Reading passage:
»»

Sec. 191.194 Action on application to participate in compliance
program.
(a) Review by applicable drawback office.--(1) General. It is the
responsibility of the drawback office where the drawback compliance
application package is filed to coordinate its decision making on the
package both with Customs Headquarters and with the other field
drawback offices as appropriate. Customs processing of the package will
consist of the review of the information contained therein as well as
any additional information requested (see paragraph (a)(2) of this
section).
(2) Criteria for Customs review. The drawback office shall review
and verify the information submitted in and with the application. In
order for Customs to evaluate the application, Customs may request
additional information (including additional sample documents) and/or
explanations of any of the information provided for in Sec. 191.193 (c)
and (d) of this subpart. Based on the information submitted on and with
the application and any information so requested, and based on the
applicant's record of transactions with Customs, the drawback office
will approve or deny the application. The criteria to be considered in
reviewing the applicant's record with Customs shall include (as
applicable):
(i) The presence or absence of unresolved Customs charges (duties,
taxes, or other debts owed Customs);
(ii) The accuracy of the claimant's past drawback claims; and
(iii) Whether accelerated payment of drawback or any other drawback
privilege was previously revoked or suspended.
(b) Approval. Certification as a participant in the drawback
compliance program will be given to applicants whose applications are
approved under the criteria in paragraph (a)(2) of this section. The
applicable drawback office will give written notification to an
applicant of its certification as a participant in the drawback
compliance program. A Customs broker obtaining certification for a
drawback claimant will be sent written notification on behalf of such
claimant, with a copy of the notification also being sent to the
claimant.
(c) Benefits of participation in program.--(1) Alternative to
penalties; written notice. When a party that has been certified as a
participant in the drawback compliance program and is generally in
compliance with the appropriate procedures and requirements of the
program commits a violation of 19 U.S.C. 1593a(a) (see Sec. 191.62(b)
of this part), Customs shall, in the absence of fraud or repeated
violations, and in lieu of a monetary penalty as otherwise provided
under section 1593a, issue a written notice of the violation to the
party. Repeated violations by a participant, including a Customs
broker, may result in the issuance of penalties and the removal of
certification under the program until corrective action, satisfactory
to Customs, is taken.
(d) Denial. If certification as a participant in the drawback
compliance program is denied to an applicant, the applicant shall be
given written notice by the applicable drawback office, specifying the
grounds for such denial, together with any action that may be taken to
correct the perceived deficiencies, and informing the applicant that
such denial may be appealed to the appropriate drawback office and then
appealed to Customs Headquarters.

««

Task 1:
Decide whether each statement agrees with the drawback compliance regulation, and answer yes or no, quoting the words of the text that decide it.
(a) Customs may ask an applicant for additional sample documents when evaluating an application.
(b) An applicant who is denied certification may appeal first to Customs Headquarters.
(c) When a Customs broker obtains certification for a drawback claimant, the claimant is also sent a copy of the notification.

[Point annotation data]
»»

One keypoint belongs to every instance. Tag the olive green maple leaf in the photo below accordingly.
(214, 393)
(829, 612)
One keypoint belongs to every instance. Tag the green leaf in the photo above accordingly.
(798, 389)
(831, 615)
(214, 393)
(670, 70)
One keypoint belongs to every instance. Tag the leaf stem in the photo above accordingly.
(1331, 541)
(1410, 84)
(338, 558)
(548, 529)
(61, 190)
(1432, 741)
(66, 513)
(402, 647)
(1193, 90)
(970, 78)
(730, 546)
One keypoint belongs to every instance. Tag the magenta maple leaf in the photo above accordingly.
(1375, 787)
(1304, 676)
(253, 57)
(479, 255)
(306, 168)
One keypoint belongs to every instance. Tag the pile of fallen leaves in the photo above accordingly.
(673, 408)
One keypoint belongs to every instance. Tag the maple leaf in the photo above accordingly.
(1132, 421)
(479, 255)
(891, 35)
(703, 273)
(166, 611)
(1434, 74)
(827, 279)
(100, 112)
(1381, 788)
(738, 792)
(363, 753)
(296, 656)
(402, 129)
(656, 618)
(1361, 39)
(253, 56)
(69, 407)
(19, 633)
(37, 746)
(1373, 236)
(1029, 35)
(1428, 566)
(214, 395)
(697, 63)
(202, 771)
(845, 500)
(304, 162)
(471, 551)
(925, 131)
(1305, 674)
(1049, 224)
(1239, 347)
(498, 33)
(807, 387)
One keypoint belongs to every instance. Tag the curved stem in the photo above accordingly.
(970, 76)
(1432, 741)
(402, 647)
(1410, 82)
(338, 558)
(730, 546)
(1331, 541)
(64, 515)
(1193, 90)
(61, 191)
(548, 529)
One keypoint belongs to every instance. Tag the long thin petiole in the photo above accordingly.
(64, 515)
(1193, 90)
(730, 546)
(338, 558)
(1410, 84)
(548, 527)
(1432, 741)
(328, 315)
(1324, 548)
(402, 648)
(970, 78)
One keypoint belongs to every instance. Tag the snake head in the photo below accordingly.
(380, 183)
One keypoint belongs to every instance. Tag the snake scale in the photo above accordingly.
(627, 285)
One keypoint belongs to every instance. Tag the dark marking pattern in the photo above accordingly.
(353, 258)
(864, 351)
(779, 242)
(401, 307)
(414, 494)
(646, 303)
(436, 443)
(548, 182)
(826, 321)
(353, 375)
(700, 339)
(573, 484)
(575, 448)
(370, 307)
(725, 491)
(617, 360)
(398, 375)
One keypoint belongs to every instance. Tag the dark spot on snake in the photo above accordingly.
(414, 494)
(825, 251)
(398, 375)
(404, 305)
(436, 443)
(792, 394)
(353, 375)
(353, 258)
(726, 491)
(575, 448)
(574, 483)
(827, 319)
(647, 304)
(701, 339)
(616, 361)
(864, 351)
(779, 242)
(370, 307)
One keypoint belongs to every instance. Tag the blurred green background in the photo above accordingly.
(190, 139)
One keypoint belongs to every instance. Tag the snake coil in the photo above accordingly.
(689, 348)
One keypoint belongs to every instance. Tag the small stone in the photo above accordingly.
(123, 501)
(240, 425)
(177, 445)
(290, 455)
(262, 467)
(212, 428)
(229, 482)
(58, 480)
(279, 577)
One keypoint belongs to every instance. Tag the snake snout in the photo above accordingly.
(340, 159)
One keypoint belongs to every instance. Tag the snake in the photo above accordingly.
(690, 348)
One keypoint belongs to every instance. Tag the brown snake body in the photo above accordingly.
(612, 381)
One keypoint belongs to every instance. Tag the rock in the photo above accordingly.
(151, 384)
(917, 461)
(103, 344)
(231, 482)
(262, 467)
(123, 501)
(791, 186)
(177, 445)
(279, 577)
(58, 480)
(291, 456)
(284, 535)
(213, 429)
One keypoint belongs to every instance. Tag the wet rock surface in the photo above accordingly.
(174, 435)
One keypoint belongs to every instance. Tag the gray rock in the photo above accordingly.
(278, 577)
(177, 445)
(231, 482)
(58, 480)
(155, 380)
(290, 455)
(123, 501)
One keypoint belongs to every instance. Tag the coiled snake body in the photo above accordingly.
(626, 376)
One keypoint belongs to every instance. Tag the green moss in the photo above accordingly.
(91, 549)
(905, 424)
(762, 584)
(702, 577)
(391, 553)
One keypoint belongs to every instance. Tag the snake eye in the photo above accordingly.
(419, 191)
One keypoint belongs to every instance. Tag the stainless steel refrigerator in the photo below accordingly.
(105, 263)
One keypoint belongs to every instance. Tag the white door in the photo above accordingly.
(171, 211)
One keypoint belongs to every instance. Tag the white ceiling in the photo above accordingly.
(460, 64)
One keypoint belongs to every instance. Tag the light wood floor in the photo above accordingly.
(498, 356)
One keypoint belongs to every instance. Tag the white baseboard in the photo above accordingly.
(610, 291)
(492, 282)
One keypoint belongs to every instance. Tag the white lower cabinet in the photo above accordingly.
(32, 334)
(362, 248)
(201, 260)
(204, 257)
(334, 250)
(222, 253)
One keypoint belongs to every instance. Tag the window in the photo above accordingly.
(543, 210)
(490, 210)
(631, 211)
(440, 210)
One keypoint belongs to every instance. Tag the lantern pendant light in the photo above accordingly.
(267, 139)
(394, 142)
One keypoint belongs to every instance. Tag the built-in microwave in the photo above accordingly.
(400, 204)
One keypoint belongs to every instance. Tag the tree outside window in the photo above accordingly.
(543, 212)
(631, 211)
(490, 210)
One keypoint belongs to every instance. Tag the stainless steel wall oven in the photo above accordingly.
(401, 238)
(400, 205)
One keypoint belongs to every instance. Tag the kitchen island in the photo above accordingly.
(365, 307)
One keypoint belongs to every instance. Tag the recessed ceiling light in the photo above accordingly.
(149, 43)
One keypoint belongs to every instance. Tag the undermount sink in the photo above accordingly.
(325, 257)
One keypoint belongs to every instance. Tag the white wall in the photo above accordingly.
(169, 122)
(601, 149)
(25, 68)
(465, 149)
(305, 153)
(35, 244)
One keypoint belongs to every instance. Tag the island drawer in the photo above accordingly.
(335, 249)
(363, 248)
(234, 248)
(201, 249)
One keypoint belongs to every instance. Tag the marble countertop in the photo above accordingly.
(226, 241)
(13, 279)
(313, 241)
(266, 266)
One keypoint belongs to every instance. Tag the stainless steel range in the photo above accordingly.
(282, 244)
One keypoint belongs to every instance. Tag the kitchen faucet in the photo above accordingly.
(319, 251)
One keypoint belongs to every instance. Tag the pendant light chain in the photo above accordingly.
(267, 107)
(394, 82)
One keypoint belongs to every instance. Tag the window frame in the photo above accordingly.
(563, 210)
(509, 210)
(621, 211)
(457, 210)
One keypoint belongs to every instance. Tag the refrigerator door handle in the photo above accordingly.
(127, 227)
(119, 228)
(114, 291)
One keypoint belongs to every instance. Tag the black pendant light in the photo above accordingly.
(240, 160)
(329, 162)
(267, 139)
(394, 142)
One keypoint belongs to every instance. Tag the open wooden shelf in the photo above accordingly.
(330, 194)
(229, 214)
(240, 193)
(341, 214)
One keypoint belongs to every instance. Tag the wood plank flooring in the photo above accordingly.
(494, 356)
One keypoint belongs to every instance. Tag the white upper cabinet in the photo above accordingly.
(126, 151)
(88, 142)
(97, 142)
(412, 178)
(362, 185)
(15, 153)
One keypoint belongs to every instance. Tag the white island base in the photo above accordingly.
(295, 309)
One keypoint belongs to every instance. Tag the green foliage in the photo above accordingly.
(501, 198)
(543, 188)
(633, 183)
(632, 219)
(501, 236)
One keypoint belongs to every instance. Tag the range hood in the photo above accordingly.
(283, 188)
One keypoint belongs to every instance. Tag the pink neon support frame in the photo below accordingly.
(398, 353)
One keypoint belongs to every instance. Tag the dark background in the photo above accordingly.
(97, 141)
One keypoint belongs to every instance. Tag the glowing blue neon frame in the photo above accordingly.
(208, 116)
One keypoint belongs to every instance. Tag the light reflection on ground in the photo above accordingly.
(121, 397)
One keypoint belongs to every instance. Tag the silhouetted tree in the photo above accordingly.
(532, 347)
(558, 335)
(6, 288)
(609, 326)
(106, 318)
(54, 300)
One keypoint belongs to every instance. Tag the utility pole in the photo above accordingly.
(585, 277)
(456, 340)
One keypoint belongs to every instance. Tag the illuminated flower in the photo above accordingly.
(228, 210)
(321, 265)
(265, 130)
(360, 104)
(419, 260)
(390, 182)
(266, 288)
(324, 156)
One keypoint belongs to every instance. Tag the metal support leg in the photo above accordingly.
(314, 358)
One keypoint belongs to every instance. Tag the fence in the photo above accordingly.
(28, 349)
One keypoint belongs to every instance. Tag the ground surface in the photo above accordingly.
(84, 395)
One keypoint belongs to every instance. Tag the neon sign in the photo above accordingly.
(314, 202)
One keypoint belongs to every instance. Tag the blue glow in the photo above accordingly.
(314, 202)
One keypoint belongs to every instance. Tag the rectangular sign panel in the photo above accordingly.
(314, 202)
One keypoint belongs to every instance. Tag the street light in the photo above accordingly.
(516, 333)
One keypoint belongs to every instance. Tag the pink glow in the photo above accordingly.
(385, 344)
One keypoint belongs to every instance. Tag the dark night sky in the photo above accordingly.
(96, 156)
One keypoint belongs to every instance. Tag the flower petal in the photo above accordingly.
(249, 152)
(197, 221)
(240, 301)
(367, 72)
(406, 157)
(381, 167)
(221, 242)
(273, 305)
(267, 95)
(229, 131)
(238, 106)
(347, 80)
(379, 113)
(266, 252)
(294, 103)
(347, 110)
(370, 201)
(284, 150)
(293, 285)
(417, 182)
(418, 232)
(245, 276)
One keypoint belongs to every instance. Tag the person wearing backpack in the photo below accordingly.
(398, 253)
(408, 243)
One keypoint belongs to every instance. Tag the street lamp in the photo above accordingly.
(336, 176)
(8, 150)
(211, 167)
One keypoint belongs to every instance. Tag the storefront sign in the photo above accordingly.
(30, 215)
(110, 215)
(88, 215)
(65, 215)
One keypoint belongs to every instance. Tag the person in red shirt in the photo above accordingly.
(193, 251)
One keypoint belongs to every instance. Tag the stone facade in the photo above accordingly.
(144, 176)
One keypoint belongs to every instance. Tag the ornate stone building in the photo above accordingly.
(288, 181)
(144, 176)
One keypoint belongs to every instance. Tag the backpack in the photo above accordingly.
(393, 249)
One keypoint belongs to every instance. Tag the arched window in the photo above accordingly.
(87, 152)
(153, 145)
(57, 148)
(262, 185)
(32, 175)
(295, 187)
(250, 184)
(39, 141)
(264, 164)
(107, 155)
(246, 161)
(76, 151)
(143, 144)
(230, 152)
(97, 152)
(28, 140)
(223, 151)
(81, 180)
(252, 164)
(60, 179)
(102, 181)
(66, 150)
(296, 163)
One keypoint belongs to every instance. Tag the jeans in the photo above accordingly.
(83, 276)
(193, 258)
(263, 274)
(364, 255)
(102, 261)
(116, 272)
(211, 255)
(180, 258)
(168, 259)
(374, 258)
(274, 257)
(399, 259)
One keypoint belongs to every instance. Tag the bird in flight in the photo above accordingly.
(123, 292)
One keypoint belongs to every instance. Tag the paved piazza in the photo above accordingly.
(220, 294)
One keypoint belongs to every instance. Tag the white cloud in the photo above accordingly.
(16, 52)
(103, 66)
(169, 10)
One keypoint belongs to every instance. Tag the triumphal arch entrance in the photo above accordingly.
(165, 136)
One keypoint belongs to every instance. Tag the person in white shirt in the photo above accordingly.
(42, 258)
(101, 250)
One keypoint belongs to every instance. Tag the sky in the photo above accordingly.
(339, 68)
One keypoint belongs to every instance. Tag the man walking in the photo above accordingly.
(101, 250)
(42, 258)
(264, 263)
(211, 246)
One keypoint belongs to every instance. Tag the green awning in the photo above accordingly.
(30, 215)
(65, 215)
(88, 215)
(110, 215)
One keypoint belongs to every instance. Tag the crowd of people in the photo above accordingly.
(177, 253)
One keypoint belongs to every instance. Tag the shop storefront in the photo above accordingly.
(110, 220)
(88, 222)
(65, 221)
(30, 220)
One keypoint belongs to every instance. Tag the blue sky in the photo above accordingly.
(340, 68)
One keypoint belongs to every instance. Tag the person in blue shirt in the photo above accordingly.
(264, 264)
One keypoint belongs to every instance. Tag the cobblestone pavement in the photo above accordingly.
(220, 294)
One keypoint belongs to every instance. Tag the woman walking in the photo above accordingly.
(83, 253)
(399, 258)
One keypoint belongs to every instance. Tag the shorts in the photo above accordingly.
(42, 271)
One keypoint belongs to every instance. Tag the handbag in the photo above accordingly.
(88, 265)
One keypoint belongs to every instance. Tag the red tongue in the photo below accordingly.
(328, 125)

««

Task 2: In the records, switch "Tag" to "Mark" in the lines running from the line with "One keypoint belongs to every instance. Tag the handbag" through the end of the records, and give those lines again with everything else unchanged.

Complete output 1:
(a) Yes: "Customs may request additional information (including additional sample documents)"
(b) No: "such denial may be appealed to the appropriate drawback office and then appealed to Customs Headquarters"
(c) Yes: "with a copy of the notification also being sent to the claimant"

Complete output 2:
One keypoint belongs to every instance. Mark the handbag in the photo above accordingly.
(88, 265)
One keypoint belongs to every instance. Mark the red tongue in the photo below accordingly.
(328, 125)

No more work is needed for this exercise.